- _EXTRAIT_
Effets secondaires commence par un homme qui sort de prison et dont on sent bien, par les propos qu’il tient à sa femme, qu’il pourrait à nouveau verser dans les malversations financières. Ce n’est pourtant pas autour de lui que se noue l’intrigue mais autour de sa femme, dépressive, qui fait une tentative de suicide. Nul malaise cependant pour le spectateur, car le film adopte rapidement une tournure satirique : pas une collègue de travail qui n’ait un bon plan antidépresseur ; tout le monde a ou a eu sa petite dépression ; les laboratoires pharmaceutiques n’hésitent pas à placarder leur publicité dans les couloirs de la mort du métro ; quant aux psys, ils font leur marché noir auprès de ces grands groupes et se refilent les patients comme des stylos publicitaires, balançant tel ou tel traumatisme à prendre en compte entre deux portes.
Notre héroïne va de plus en plus mal, puis de mieux en mieux avec les cachets, puis de plus en plus bizarre avec ou sans. Jusqu’au moment où l’on arrive aux instants – proprement glaçants – qui précèdent la scène d’ouverture : filmée en silence, une traînée de sang court dans le couloir d’un appartement comme le marquage lumineux au sol dans la travée d’un avion, passant à côté d’un paquet de cadeaux et d’un voilier miniature. La femme qui tue son mari dans une crise de somnambulisme : le paroxysme de l’horreur est atteint, on peut couper là et envoyer le générique, le drame est complet. Sauf qu’on n’en est qu’à la moitié du film, qu’il de n’agit pas d’un drame et que le seul tremblement de terre que cela soulève dans le monde médical est la mise à l’écart de son psy, soupçonné d’être trop mauvais pour ne pas avoir vu venir la catastrophe.

- _DONNÉES AFFICHÉES_
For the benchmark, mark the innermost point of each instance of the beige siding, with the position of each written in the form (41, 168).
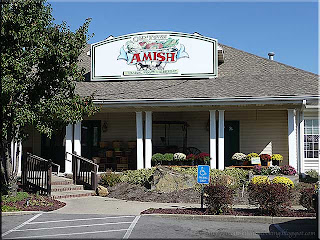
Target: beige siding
(198, 136)
(121, 126)
(262, 131)
(311, 163)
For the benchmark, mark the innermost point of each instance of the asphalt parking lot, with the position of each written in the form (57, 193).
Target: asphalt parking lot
(53, 225)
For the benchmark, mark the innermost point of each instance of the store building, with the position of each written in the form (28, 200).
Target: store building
(169, 92)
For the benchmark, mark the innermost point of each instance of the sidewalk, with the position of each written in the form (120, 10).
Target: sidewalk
(112, 206)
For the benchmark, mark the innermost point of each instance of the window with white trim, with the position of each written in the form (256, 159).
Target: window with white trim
(311, 138)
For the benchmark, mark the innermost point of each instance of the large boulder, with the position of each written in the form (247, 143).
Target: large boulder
(167, 180)
(102, 191)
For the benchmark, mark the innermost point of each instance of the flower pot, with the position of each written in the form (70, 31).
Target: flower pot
(275, 162)
(239, 163)
(246, 163)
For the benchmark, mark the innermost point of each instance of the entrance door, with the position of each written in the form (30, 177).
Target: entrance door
(231, 141)
(90, 138)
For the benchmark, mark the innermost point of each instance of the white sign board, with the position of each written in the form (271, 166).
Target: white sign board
(155, 55)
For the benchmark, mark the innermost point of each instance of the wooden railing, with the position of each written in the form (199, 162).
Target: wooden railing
(36, 174)
(84, 171)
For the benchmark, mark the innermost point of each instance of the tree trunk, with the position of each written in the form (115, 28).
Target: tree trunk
(8, 173)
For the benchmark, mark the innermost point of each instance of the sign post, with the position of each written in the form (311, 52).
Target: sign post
(203, 178)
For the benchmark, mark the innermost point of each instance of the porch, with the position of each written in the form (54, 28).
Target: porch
(121, 140)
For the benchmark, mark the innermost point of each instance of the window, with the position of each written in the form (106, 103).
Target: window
(311, 138)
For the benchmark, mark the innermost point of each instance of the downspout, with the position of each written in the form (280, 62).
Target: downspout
(73, 138)
(301, 137)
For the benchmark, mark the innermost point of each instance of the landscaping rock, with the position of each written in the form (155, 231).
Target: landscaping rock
(102, 191)
(166, 180)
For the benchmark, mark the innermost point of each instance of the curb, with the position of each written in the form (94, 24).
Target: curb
(20, 213)
(231, 218)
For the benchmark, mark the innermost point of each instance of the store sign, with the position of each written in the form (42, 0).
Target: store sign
(154, 55)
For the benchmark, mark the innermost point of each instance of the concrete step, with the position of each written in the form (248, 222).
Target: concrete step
(63, 188)
(55, 180)
(72, 194)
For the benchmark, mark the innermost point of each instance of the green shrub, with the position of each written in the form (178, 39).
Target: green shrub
(218, 197)
(237, 176)
(241, 176)
(142, 176)
(19, 197)
(7, 208)
(110, 179)
(251, 155)
(313, 174)
(168, 157)
(283, 180)
(260, 180)
(270, 198)
(158, 157)
(306, 198)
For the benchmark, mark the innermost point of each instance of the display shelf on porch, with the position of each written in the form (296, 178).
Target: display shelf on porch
(63, 187)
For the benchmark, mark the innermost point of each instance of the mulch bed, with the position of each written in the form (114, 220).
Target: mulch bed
(236, 212)
(35, 203)
(132, 192)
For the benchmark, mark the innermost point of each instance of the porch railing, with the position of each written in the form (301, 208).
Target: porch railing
(36, 174)
(84, 171)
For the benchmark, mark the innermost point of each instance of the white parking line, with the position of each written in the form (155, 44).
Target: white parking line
(89, 225)
(127, 235)
(69, 234)
(281, 230)
(21, 225)
(80, 219)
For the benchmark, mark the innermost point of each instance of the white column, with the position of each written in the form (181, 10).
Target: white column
(221, 141)
(77, 138)
(148, 139)
(139, 140)
(301, 137)
(213, 140)
(19, 158)
(292, 138)
(68, 161)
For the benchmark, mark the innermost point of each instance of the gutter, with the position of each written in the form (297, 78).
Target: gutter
(205, 101)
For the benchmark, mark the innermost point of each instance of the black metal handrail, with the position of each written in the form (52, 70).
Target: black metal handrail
(84, 171)
(36, 174)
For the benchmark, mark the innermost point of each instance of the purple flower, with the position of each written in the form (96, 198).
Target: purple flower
(288, 170)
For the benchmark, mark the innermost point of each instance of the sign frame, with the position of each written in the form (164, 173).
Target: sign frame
(206, 169)
(214, 74)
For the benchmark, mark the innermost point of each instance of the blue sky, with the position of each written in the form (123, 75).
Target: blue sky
(290, 29)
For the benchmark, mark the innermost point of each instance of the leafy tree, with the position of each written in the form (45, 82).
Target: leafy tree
(38, 74)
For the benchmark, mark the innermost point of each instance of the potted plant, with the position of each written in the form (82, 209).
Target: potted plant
(190, 159)
(276, 159)
(265, 159)
(239, 158)
(168, 158)
(179, 158)
(157, 159)
(251, 155)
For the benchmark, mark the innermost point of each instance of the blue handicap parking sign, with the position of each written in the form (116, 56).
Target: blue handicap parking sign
(203, 174)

- _CONSIGNE_
Traduisez en anglais cette phrase du texte sur le film Effets secondaires : « Notre héroïne va de plus en plus mal, puis de mieux en mieux avec les cachets, puis de plus en plus bizarre avec ou sans. »

- _VOTRE RÉPONSE_
Our heroine gets worse and worse, then better and better with the pills, then stranger and stranger with or without them.